Tip Number 1 for Improving Your English as an Adult: Stop Translating
If you are reading this blog article, and in the back of your mind you are thinking, “How do you say that in my language?” or, “In my language, this would be said in this way”, then this tip is for you.
People don’t realize it, but each time they reach for a translation they are reinforcing the old neural pathways in the brain for communication and blocking their ability to develop new neural pathways for the target language to take hold.
Repetition plays an important role in, not just language acquisition, but in language use, as well.
Think about it. The biggest complaint that non-native speakers of English have about their English-language abilities is that they don’t have enough opportunities to speak.
Reading is no problem. Understanding/comprehension is not an issue. Writing can be tough at times, but as long as there is no rush, the task is manageable for most.
Speaking is where people have come to me seeking help the most.
Why? Because they need to exercise the motor skills of using the muscles in the mouth, teeth, tongue, throat, lips. And they need to be able to do it almost on autopilot using signals sent from the brain – in the form of vocabulary, grammar and pronunciation in combination with original thoughts.

### LISTED RECORDS:
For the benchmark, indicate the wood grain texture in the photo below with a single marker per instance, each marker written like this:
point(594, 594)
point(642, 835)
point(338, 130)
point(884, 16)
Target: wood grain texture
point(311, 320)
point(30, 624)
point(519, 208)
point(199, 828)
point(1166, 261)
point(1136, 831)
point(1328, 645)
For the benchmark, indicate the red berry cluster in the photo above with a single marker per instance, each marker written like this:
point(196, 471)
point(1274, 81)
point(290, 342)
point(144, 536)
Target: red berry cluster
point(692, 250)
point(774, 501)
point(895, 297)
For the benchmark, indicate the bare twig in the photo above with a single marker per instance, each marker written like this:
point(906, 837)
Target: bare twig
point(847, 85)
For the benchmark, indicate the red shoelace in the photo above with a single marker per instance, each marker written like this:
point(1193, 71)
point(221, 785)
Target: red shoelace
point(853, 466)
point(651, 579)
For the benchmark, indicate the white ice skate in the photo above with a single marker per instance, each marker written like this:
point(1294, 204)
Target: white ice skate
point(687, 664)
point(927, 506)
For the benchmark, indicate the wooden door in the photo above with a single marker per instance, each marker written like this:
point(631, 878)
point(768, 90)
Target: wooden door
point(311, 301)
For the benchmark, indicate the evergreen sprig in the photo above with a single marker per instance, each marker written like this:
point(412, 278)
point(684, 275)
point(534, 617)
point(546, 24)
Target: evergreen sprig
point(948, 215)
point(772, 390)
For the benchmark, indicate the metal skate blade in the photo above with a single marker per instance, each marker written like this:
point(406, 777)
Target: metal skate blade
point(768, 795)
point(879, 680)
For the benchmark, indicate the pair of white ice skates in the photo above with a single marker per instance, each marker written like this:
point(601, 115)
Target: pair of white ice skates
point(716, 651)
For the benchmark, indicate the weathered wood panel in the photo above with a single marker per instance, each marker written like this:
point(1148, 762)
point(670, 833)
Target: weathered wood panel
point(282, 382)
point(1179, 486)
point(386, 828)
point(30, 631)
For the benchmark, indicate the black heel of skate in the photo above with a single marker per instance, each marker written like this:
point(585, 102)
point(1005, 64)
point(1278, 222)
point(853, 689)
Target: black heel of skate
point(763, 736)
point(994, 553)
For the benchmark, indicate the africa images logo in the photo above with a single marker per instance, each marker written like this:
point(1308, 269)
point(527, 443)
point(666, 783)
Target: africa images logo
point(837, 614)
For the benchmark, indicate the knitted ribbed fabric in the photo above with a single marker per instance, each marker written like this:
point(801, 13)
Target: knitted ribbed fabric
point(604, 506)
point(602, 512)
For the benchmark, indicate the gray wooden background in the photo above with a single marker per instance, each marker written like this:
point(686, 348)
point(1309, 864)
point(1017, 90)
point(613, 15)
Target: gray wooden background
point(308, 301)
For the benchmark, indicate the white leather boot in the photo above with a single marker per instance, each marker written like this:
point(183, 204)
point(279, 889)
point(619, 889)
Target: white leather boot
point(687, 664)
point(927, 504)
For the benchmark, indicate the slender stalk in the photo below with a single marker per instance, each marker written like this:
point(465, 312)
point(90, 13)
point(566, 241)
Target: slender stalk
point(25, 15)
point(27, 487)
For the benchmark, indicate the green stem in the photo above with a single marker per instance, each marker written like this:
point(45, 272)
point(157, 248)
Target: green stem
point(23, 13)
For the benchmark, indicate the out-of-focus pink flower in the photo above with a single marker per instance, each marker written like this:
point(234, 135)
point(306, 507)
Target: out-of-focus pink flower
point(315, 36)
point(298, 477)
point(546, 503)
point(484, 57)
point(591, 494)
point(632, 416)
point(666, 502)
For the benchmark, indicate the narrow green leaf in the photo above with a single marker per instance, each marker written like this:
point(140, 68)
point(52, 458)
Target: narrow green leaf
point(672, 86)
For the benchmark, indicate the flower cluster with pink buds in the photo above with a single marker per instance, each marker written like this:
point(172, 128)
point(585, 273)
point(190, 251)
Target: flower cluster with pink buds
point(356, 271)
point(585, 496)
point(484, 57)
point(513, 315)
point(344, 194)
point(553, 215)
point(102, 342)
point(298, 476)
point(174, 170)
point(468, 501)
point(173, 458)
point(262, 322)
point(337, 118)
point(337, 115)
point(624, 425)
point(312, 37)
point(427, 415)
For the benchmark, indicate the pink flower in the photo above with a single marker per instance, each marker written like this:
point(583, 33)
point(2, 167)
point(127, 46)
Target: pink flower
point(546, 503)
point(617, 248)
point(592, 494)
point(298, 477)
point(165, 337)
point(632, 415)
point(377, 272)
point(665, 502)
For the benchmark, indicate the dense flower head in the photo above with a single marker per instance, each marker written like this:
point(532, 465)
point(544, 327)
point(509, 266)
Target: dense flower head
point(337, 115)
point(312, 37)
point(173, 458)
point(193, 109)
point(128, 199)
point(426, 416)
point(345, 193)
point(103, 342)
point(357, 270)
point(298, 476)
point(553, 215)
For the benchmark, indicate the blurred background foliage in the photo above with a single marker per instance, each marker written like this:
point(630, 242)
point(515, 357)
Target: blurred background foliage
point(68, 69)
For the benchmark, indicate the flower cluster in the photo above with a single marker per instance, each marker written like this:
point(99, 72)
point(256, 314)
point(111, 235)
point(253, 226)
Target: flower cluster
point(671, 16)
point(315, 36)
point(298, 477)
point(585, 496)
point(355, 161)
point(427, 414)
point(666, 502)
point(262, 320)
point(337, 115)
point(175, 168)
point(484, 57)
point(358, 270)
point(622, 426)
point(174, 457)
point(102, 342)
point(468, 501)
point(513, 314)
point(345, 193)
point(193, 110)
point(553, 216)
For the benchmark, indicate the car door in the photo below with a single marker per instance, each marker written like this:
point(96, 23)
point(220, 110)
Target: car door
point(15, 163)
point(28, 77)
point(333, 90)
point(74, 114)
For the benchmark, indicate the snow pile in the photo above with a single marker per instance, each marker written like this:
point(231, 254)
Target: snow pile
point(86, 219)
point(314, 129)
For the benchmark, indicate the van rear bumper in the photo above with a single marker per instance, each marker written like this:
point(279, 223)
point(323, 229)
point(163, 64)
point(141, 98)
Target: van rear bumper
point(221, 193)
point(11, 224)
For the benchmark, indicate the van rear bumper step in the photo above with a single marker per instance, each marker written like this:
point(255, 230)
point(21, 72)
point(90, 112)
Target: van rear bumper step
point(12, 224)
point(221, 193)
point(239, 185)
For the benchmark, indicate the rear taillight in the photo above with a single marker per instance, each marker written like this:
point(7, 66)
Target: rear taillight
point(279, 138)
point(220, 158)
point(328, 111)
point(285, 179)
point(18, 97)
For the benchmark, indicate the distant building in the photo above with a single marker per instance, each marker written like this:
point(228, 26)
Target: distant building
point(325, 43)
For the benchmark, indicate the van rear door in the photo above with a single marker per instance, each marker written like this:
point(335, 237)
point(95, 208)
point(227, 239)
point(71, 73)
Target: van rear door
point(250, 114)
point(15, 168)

--

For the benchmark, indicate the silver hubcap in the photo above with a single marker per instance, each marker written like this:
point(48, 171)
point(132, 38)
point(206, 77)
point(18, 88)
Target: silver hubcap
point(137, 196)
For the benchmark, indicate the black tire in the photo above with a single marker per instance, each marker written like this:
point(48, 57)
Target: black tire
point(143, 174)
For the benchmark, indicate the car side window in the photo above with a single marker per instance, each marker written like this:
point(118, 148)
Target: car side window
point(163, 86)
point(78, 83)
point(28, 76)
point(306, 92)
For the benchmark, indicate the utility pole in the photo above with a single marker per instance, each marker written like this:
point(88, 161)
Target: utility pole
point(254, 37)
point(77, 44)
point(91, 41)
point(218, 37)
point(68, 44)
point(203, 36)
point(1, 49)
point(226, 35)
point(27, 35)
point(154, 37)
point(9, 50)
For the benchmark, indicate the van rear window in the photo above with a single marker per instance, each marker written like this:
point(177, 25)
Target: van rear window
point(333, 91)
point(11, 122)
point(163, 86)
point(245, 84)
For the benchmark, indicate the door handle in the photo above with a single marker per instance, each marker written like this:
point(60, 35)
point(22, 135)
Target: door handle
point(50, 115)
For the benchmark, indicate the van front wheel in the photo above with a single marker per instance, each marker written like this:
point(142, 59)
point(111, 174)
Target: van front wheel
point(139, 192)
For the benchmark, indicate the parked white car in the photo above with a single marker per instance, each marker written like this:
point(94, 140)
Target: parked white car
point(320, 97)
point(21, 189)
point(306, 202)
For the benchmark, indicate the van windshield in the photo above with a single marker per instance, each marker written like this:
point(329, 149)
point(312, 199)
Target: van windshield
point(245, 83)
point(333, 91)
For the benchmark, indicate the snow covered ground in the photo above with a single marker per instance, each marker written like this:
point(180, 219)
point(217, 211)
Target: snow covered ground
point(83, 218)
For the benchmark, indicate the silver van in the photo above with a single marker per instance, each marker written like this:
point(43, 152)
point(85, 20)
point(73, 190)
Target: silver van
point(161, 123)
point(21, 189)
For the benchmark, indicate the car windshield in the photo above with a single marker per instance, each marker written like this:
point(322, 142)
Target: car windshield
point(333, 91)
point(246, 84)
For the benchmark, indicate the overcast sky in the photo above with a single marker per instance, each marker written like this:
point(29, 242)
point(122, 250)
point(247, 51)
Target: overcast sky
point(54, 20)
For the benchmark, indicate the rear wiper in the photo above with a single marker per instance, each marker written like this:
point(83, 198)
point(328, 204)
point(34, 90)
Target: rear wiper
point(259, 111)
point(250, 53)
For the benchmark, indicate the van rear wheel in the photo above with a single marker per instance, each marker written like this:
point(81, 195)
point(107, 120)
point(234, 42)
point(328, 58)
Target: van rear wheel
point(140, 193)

### WHAT IS ASKED:
Continue the blog article above on why adult English learners should stop translating, starting right after its final sentence.

### ANSWER TO THE TASK:
If a non-native speaker of English maintains their dependency on filtering their thoughts through translated sentences and words before they open their mouths, they shouldn’t be surprised when their mouths want to use their native language muscles first – before switching (slowly) to the muscles needed for speaking the English-language.
That is why speakers of foreign languages often need time to “warm up” in a lesson or in a conversation before the target language begins to flow more easily. Their brains need time to stop operating in their mother tongue.
You can control how quickly you are able to jump into your English-language conversations. It’s about developing a new habit.
Here’s the heart of tip number 1: From the moment that you realize that speaking in English will be required of you, practice the habit of telling yourself to stop thinking in translations and start “Thinking in English”.
Now, you are probably saying to yourself, “Well, Michelle. That sounds great in theory, but it’s hard to do in practice”.
In response, I say, “It’s hard to do because you are still relying on a translation process in your head to communicate verbally”.
I think that everyone would agree with me when I say that translations tend to produce inaccuracies. The intended meanings of most expressions and concepts native to a language seldom have a one-to-one translation that can be applied.
If a speaker first formulates their thought in their native language and then tries to translate the expressions and concepts that they had formulated into speech – believing that an English equivalent would be easy to identify in mid-conversation, then one of two things will likely happen: 1) either the speaker stops the conversation cold while they search for the word, or 2) the speaker never starts talking because they don’t want to be the one to stop the conversation cold while they search for words.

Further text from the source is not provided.